**TASK DESCRIPTION:** Can you reproduce, unchanged, only the lines starting at the one containing "Reviewer note: confirm that each instance of the blue" and ending at the one containing "column 333, row 46"?

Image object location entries
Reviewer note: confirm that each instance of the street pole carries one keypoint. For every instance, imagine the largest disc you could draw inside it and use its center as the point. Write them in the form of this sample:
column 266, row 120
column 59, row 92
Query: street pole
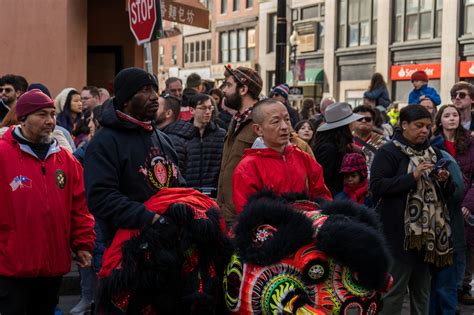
column 148, row 58
column 280, row 62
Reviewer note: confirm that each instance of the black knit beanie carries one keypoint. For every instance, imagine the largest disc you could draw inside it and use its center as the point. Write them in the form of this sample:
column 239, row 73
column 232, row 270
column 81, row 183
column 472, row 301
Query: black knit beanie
column 128, row 82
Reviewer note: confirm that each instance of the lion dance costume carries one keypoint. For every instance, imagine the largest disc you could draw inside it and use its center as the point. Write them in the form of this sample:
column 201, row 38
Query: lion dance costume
column 294, row 257
column 287, row 255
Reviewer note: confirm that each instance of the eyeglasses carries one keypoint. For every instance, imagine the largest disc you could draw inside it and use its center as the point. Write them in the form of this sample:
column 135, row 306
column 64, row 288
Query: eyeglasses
column 7, row 90
column 366, row 119
column 460, row 94
column 205, row 108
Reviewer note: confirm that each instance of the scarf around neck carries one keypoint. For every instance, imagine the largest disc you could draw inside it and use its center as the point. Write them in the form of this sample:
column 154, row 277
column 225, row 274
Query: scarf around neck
column 426, row 220
column 357, row 192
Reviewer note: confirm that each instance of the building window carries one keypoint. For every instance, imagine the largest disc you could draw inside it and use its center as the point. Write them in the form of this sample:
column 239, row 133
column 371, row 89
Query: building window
column 374, row 22
column 224, row 47
column 309, row 12
column 233, row 46
column 251, row 44
column 186, row 53
column 162, row 53
column 271, row 36
column 203, row 51
column 236, row 45
column 294, row 15
column 174, row 55
column 208, row 50
column 270, row 79
column 223, row 6
column 235, row 5
column 242, row 45
column 356, row 22
column 320, row 33
column 469, row 17
column 197, row 51
column 417, row 19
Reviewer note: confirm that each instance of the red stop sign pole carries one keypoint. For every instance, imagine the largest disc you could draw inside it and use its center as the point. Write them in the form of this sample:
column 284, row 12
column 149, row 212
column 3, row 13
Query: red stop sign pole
column 145, row 23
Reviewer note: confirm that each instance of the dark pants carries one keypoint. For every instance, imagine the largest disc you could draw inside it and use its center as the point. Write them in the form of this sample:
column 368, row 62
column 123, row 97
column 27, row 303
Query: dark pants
column 444, row 286
column 29, row 295
column 417, row 279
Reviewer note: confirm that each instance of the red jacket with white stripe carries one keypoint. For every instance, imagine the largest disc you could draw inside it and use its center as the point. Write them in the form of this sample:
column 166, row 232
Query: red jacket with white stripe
column 294, row 171
column 43, row 212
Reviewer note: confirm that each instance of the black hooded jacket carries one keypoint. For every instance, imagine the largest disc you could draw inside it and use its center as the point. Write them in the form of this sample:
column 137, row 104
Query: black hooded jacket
column 204, row 156
column 124, row 166
column 180, row 132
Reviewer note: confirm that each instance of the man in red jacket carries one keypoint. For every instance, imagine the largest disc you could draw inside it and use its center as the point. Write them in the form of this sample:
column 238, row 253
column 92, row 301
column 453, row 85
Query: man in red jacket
column 273, row 163
column 43, row 213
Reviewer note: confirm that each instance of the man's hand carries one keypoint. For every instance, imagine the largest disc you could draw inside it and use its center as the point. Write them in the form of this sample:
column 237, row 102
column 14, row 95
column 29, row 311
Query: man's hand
column 421, row 168
column 442, row 175
column 155, row 218
column 465, row 212
column 84, row 258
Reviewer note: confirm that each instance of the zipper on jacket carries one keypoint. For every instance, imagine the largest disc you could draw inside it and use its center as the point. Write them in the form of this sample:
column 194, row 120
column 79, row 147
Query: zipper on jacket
column 43, row 168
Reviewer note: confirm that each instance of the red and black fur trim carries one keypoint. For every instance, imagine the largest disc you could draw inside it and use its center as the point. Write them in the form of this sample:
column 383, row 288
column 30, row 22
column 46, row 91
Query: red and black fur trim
column 173, row 267
column 293, row 229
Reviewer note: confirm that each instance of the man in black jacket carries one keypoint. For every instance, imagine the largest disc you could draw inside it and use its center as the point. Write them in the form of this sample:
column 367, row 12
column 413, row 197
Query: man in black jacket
column 129, row 160
column 179, row 131
column 205, row 147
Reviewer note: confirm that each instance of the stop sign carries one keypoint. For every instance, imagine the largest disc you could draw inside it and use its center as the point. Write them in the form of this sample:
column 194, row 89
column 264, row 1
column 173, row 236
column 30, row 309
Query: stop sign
column 143, row 19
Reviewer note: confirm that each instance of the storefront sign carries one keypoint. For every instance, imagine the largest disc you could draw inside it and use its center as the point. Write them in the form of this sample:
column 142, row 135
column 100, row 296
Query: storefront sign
column 466, row 69
column 307, row 42
column 217, row 71
column 185, row 12
column 404, row 72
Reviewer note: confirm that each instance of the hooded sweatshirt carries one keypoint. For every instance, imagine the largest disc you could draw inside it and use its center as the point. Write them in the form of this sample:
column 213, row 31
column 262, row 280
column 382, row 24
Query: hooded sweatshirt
column 125, row 164
column 292, row 171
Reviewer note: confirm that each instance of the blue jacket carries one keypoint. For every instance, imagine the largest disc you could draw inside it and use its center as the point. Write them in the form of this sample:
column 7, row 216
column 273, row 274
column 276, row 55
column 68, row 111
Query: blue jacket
column 380, row 95
column 431, row 93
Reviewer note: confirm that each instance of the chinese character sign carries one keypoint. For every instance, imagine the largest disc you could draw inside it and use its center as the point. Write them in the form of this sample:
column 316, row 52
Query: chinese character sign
column 185, row 13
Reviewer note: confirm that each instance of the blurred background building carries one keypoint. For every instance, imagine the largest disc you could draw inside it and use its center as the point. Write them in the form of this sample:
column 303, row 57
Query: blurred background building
column 333, row 46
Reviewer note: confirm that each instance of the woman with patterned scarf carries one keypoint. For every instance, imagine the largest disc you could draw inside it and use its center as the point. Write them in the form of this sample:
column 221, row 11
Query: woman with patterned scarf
column 411, row 203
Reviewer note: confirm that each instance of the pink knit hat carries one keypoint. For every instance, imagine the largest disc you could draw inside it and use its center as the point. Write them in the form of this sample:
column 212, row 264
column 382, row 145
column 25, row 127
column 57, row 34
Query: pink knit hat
column 31, row 102
column 354, row 162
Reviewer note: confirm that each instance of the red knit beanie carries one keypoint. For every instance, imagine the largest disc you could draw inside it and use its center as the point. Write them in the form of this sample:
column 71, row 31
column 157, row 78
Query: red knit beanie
column 31, row 102
column 354, row 162
column 419, row 75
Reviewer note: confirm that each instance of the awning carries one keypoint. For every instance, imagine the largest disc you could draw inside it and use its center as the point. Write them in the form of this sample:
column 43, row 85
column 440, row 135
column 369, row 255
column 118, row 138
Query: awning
column 310, row 76
column 189, row 12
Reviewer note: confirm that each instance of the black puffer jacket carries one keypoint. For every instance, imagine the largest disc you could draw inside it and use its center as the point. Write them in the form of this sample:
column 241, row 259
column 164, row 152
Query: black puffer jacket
column 180, row 132
column 124, row 166
column 204, row 157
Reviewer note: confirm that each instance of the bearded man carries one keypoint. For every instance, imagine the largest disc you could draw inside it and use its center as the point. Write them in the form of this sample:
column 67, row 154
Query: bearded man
column 242, row 88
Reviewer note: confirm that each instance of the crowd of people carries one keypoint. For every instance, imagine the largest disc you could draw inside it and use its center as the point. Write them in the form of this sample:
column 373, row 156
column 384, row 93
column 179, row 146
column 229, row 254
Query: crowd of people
column 80, row 167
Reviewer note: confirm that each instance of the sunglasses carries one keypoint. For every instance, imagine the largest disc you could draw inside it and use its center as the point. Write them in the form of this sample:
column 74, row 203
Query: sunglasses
column 7, row 90
column 460, row 94
column 366, row 119
column 205, row 108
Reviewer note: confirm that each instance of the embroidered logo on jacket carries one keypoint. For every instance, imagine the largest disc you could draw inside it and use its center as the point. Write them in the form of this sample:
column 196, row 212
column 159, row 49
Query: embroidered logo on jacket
column 20, row 181
column 159, row 171
column 60, row 179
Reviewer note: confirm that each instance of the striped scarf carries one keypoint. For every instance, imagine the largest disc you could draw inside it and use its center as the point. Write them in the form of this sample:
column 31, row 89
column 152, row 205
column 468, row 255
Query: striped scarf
column 426, row 215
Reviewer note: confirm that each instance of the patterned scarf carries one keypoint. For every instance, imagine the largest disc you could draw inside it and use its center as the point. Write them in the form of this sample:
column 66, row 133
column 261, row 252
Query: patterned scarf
column 240, row 118
column 426, row 215
column 357, row 192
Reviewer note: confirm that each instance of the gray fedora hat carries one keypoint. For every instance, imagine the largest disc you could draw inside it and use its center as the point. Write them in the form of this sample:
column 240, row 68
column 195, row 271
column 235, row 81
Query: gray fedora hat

**RESPONSE TO THE EXERCISE:**
Reviewer note: confirm that each instance of the blue jacket carries one keypoint. For every instance, imagine the largest disc you could draw inside it and use its center as the point. Write them in the form of this sample:
column 7, row 216
column 273, row 274
column 276, row 55
column 68, row 111
Query: blue jacket
column 380, row 95
column 431, row 93
Reviewer note: confirm that each instance of the chinese character sign carries one keypoint. For every instance, imagine the largest disc you could draw inside it and use its center as the point. Write them in the form of this sample:
column 316, row 52
Query: chinese character sign
column 185, row 13
Reviewer note: confirm that each instance of the blurred background building carries one keypoint. For every instance, imagine the largest disc you could draw inside it and use its center as the point. Write them in the form of this sample:
column 303, row 57
Query: blurred background building
column 333, row 46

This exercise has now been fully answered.